__Text__:
Step 6: Build the project

Click the Build icon  on the toolbar to build the project. Alternatively, you can click the arrow next to the icon and select the build configuration from the menu. Intel® Systems Studio for Microcontrollers provides two configurations: debug and release. The debug configuration includes symbols in the generated binary files to facilitate debugging. It is the default configuration. The release configuration optimizes code for deployment.

Step 7: Flash and run the project

Click the arrow next to the Run icon (the green ‘play’ icon). Select button_led (flashing) from the menu. The Intel® Systems Studio for Microcontrollers will recompile the code and flash it to the microcontroller.

Note: Intel® System Studio for Microcontrollers offers two ways to run the code: The first option, button_led, assumes that the code has already been programmed to the microcontroller. The second option, button_led (flashing), will recompile and re-flash the code. Use this option if the source code has been changed since the last time the microcontroller was programmed. This is the option used in this lab step.

Note: The flashing process takes some time. You can see where you are in the process by looking at the progress bar at the bottom right corner of the Intel® Systems Studio for Microcontrollers window, as shown below.

Step 8: Test the project

Push the user switch SW2, marked as (2) in the picture below. Observe the user LED DS1—marked as (1) in the picture—light up.

Congratulations, you have just completed your first Intel® Quark™ Microcontroller D2000 project!

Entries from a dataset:

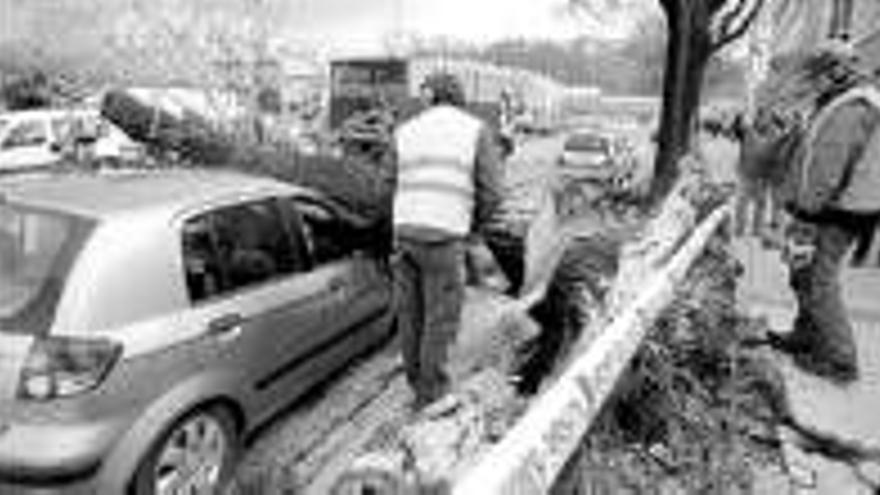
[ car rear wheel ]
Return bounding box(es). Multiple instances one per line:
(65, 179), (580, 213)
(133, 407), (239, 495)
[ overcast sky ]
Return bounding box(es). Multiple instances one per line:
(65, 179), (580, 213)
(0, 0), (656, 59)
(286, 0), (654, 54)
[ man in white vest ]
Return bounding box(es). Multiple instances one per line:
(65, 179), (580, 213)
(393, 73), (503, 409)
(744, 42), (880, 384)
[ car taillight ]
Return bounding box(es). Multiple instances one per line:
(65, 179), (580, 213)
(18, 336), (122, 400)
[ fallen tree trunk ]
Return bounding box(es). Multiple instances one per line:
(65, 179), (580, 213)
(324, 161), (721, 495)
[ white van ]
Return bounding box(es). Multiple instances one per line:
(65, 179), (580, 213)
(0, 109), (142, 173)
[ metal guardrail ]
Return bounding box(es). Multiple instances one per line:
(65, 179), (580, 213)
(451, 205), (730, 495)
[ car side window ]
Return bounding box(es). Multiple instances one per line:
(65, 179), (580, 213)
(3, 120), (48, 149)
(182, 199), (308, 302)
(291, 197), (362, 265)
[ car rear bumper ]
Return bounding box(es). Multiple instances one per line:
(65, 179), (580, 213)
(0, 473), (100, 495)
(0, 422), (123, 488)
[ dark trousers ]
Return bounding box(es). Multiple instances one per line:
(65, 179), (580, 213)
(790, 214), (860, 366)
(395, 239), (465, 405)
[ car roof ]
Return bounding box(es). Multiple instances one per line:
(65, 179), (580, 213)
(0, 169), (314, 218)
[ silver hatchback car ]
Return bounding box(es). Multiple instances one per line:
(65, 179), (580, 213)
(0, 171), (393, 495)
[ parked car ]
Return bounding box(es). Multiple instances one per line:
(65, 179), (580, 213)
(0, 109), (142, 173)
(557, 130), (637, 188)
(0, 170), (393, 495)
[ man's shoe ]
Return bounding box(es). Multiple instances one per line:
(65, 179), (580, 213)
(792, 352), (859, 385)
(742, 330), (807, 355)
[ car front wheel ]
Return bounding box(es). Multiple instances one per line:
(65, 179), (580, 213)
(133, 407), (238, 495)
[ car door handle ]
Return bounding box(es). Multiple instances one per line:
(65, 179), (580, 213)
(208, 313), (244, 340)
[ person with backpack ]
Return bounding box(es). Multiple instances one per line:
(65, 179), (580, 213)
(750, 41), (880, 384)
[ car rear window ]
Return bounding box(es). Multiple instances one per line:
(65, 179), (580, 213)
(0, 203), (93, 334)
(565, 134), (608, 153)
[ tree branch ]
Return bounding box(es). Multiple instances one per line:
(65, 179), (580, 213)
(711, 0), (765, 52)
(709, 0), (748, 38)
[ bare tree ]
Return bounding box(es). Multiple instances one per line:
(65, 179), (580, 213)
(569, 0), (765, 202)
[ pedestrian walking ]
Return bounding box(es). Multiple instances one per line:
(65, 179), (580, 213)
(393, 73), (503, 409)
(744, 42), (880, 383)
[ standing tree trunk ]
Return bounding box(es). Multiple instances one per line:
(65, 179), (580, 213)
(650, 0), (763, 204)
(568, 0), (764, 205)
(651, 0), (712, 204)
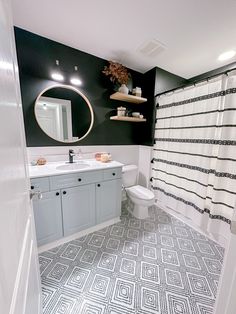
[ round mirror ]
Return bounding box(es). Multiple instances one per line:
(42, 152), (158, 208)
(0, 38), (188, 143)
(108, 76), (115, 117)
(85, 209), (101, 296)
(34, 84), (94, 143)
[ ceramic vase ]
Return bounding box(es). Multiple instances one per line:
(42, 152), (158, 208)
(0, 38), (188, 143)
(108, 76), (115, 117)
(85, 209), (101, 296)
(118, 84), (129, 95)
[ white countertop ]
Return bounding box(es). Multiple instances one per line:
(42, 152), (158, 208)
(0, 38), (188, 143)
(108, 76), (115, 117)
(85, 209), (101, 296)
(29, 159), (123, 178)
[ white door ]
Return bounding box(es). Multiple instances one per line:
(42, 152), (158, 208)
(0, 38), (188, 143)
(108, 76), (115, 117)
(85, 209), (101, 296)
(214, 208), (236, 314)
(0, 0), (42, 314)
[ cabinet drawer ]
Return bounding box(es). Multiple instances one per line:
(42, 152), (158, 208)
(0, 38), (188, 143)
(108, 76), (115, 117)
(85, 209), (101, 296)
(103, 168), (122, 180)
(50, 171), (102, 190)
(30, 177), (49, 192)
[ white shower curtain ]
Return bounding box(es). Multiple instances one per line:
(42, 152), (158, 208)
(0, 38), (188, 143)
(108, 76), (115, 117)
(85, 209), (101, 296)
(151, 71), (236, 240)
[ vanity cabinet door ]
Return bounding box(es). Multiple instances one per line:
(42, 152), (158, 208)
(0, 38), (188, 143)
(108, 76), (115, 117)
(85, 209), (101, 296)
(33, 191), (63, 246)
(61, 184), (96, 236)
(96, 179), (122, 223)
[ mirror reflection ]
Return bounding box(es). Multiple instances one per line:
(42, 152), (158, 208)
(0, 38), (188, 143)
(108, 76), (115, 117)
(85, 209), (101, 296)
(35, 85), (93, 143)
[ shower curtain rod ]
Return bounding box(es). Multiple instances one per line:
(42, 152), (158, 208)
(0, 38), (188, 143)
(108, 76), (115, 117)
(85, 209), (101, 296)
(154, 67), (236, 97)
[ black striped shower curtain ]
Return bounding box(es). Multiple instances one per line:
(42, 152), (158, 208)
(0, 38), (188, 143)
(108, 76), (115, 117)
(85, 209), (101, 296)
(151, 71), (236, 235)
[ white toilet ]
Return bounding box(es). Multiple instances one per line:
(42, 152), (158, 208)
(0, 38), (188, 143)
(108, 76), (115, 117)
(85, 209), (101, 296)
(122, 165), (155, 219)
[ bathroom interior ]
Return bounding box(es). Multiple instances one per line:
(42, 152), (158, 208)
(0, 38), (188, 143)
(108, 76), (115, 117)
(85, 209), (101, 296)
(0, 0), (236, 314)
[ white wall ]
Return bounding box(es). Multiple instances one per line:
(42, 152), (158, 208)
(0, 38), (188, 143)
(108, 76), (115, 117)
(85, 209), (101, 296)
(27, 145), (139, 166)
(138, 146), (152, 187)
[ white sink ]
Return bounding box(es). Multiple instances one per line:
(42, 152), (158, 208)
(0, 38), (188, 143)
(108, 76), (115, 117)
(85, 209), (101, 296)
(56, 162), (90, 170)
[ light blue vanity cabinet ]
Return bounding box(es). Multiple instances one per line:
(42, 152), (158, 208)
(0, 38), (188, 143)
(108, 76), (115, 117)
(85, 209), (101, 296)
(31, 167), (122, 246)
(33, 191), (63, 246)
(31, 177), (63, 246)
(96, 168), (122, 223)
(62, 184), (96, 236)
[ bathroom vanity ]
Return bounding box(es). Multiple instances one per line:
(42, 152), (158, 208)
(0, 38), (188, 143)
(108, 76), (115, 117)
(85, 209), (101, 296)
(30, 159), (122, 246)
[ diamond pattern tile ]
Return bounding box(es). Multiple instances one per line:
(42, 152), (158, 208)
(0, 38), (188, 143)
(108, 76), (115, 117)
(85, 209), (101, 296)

__Exercise task A__:
In the microcontroller tutorial, what does the debug configuration include in the generated binary files?
__Exercise task B__:
Carry on the microcontroller tutorial from its final sentence.

__Response A__:
Symbols, to facilitate debugging.

__Response B__:
Step 9: Debug the project

Click the arrow icon next to the Debug icon (the green bug). Select button_led from the menu.

Note: Intel® System Studio for Microcontrollers offers two ways to start debugging. The first option, button_led, assumes that the code has been already programmed to the microcontroller (in this lab, you did this in the “Flashing and running the project” step). The second option, button_led (flashing), will recompile and re-flash the code. Use this option if the source code has been changed since the last time microcontroller was programmed.

Intel® Systems Studio for Microcontrollers displays a Confirm Perspective Switch dialog box to ask you about switching to the Debug perspective. Click Yes.

Tip: It is possible to switch between perspectives using the Window -> Open Perspective menu, or by clicking C/C++ or Debug on the Quick Access toolbar, as shown below.

The Debug perspective appears.

Try using the debug functions described in the following sections.

Toggling breakpoints

Right-click the bar to the left of the code line where you want to set or remove a breakpoint, and select Toggle Breakpoint from the menu.

Follow the next steps for this lab:

  • Find the following line in the file main.c (line 73):
    QM_PRINTF("Waiting for interrupts...\r\n");
  • Right-click the bar to the left of this line, and select Toggle Breakpoint , as shown in the screenshot below.

Controlling the code execution

You can use the toolbar buttons shown on the screenshot below, their corresponding shortcut keystrokes (for example F5: Step Into, F6: Step Over, F8: Resume), or the commands from the Run menu to control the code execution.

Follow the next steps for this lab:

  • Click the Resume icon once. Observe the code running , then stopping at the breakpoint set in the previous step.
  • Press the Resume icon again to continue running the code. Test that the code is indeed working by pressing the SW2 switch and observing that the LED lights up.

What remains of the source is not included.